# Task statement
Please quote, unchanged, the stretch of rows from the very first line through the line containing "box: [0, 176, 800, 480]".

# Dataset records
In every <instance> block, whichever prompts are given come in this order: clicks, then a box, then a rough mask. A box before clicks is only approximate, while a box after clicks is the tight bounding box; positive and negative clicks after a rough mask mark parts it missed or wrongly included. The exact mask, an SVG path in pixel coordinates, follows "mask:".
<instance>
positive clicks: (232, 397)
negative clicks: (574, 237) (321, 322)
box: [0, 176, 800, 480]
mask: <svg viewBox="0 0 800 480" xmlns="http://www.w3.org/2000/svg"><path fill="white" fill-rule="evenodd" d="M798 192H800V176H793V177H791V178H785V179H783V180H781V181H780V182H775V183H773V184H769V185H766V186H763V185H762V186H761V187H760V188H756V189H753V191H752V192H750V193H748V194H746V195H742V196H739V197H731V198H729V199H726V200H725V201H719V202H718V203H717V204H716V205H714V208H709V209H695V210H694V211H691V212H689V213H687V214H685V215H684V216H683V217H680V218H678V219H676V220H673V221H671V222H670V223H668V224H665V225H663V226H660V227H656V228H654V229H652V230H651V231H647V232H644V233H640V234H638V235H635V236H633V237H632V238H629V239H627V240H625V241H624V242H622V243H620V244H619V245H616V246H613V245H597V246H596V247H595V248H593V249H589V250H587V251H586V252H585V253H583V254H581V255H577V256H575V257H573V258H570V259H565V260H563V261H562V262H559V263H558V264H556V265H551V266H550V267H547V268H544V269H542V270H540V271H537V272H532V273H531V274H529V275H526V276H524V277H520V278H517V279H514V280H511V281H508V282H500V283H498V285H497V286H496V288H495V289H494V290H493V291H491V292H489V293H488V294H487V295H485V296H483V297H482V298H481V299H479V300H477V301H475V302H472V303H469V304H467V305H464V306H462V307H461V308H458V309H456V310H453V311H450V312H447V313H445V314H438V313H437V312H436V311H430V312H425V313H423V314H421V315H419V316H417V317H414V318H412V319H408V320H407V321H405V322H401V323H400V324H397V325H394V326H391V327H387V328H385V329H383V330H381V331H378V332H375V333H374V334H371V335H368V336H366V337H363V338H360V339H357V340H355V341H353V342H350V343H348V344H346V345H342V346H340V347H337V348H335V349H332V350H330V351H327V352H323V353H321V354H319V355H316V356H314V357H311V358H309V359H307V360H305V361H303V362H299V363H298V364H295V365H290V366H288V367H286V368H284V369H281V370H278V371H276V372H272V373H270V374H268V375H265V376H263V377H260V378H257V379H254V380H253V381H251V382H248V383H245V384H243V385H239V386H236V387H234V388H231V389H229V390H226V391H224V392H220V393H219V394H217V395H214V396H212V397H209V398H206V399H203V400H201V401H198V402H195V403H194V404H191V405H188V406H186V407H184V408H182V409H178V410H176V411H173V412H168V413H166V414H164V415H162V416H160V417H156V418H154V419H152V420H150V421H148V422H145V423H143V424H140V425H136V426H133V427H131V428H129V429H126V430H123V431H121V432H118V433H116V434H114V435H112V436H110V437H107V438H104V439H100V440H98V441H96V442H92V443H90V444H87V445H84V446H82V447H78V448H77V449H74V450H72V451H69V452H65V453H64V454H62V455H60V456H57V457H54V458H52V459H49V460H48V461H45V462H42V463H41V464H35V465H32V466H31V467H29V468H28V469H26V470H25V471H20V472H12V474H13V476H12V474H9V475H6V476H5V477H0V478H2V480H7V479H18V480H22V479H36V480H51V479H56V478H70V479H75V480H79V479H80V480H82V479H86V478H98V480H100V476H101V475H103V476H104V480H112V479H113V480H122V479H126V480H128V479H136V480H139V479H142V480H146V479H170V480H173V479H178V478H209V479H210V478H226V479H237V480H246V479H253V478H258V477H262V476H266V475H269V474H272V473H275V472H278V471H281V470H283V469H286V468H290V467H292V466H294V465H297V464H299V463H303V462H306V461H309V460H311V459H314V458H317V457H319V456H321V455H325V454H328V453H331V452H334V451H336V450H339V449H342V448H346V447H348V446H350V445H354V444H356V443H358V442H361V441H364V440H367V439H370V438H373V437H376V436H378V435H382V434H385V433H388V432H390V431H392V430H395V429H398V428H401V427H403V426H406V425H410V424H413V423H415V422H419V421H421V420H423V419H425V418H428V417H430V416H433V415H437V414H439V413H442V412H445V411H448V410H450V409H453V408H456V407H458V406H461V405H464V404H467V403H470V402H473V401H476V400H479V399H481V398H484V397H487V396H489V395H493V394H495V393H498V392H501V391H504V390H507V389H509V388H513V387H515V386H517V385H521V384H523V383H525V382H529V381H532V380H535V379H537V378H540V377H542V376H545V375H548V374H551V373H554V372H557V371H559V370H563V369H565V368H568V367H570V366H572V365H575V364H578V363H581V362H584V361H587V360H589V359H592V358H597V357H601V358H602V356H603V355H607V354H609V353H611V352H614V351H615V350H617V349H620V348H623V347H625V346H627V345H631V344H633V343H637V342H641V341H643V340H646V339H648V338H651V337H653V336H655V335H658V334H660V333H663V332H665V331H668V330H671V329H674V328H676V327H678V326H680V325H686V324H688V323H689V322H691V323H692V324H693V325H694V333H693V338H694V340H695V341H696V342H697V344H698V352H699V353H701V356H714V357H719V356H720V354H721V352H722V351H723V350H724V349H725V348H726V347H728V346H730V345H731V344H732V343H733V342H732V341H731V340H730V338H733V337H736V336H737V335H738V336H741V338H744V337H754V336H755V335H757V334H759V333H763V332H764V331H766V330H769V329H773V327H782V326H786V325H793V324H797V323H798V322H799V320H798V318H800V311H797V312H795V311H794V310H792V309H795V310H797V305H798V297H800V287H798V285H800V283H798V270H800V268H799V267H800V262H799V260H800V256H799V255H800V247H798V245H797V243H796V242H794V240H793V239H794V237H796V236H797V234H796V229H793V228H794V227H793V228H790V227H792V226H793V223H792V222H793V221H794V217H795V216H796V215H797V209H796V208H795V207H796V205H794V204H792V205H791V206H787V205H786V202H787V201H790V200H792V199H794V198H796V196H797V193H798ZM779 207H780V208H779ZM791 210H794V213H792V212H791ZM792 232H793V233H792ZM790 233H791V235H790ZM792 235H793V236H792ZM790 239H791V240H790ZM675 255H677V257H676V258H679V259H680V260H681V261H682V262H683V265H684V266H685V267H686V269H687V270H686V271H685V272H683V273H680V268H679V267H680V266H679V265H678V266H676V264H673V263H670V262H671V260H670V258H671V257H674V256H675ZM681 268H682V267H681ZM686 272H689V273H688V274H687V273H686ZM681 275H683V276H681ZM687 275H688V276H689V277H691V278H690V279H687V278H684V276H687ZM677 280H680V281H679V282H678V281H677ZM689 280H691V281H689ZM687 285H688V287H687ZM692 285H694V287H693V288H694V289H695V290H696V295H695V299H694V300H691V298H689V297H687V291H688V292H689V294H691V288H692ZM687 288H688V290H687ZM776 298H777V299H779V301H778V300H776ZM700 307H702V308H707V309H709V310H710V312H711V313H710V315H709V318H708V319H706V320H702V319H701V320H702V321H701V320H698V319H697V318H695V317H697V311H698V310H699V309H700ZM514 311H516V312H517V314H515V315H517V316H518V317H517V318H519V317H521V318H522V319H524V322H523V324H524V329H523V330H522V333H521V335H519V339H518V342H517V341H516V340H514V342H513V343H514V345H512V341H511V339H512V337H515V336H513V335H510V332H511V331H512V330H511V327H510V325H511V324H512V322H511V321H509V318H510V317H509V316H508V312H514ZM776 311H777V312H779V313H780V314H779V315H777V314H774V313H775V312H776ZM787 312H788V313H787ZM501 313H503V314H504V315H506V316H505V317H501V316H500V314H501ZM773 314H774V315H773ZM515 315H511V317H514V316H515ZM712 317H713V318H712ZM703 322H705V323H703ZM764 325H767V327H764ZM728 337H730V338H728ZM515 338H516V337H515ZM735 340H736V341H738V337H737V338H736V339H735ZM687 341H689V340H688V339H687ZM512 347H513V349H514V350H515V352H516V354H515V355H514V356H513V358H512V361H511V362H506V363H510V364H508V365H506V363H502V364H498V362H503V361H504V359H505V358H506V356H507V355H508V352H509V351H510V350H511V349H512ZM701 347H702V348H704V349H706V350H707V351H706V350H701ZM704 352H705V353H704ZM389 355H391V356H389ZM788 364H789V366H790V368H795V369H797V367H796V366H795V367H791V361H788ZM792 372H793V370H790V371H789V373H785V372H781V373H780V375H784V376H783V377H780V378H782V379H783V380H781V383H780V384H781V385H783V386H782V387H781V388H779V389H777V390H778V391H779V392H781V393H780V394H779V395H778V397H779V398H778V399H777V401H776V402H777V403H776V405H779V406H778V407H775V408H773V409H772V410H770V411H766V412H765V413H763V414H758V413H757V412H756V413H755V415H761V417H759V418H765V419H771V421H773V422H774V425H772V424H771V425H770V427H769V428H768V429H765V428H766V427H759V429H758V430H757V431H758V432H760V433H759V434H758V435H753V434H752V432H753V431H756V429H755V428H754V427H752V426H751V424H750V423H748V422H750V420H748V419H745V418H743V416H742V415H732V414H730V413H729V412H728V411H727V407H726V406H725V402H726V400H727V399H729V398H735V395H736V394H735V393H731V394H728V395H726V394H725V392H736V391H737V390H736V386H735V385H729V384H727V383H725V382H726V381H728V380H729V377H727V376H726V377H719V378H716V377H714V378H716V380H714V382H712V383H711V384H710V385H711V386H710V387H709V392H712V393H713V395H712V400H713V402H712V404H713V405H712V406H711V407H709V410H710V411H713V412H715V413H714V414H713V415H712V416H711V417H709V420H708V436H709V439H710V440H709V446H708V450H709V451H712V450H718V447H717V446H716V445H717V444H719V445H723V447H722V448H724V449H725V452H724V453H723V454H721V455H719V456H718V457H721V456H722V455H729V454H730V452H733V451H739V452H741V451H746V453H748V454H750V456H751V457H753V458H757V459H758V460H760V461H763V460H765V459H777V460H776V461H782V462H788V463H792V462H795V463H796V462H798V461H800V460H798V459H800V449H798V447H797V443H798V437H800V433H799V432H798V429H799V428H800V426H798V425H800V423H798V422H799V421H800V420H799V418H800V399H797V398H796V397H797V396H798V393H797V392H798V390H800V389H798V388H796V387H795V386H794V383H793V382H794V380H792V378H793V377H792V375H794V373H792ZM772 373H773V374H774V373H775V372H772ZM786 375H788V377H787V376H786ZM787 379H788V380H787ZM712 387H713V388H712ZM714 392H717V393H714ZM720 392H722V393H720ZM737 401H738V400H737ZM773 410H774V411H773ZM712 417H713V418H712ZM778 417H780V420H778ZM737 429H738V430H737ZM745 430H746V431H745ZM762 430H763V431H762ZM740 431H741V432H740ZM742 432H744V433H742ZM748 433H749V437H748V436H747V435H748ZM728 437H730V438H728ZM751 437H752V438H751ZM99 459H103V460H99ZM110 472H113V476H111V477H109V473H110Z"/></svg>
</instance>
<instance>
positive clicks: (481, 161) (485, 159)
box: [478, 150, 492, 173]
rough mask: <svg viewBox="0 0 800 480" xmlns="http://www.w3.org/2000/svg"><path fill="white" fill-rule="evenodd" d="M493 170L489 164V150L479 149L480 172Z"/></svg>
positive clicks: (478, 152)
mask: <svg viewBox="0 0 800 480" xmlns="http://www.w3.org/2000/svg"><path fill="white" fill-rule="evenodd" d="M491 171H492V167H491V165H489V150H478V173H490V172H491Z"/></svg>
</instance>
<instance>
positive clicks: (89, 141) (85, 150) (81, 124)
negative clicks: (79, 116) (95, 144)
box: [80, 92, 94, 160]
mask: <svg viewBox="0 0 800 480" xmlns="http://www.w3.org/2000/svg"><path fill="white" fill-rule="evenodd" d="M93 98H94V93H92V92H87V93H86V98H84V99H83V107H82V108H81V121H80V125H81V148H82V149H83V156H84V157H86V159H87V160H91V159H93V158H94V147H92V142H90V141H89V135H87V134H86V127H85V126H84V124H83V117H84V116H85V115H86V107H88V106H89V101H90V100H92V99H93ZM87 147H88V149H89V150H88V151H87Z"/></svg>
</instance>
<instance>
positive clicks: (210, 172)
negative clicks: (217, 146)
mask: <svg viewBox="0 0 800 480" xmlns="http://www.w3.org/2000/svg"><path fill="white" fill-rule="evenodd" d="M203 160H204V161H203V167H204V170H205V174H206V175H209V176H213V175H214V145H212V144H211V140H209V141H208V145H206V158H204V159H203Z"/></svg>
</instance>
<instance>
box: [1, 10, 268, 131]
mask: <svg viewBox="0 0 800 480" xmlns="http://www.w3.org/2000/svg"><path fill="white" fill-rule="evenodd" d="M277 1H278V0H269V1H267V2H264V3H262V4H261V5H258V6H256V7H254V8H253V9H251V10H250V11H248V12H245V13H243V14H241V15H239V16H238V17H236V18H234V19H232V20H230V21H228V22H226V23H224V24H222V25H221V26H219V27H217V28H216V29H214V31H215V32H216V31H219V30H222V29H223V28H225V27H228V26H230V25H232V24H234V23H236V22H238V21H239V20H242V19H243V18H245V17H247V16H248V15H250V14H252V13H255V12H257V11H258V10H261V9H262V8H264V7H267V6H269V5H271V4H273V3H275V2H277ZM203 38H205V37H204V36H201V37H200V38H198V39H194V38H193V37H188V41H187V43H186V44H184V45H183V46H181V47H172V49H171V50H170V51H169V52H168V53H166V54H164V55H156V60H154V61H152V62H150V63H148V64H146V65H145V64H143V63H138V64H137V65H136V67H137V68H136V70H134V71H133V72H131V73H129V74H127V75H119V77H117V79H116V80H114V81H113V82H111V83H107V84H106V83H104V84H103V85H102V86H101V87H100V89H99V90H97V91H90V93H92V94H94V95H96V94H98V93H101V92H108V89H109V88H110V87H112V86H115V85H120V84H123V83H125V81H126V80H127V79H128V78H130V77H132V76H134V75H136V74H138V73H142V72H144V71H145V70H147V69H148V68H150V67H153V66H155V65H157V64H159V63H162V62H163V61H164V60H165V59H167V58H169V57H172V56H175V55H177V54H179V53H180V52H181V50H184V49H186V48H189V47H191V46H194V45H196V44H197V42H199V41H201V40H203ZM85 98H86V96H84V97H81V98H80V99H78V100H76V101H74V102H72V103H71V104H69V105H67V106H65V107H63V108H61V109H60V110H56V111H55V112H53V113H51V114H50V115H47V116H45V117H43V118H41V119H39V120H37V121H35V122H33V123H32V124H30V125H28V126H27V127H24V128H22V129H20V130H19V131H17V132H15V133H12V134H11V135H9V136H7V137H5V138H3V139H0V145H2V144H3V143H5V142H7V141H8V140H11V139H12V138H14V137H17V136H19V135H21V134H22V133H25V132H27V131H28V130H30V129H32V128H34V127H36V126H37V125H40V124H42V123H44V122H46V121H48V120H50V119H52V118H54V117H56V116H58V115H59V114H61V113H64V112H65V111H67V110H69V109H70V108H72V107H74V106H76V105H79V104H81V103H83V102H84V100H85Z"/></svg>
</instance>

# Reply
In every <instance> block, whichever prompts are given come in this order: clicks, then a box, then a rough mask. A box before clicks is only approximate, while a box after clicks is the tight bounding box; positive and negative clicks after a rough mask mark parts it missed or wrongly included. The exact mask, an SVG path in pixel coordinates, follows "mask:".
<instance>
positive clicks: (232, 397)
negative clicks: (574, 237) (321, 322)
box: [0, 176, 800, 480]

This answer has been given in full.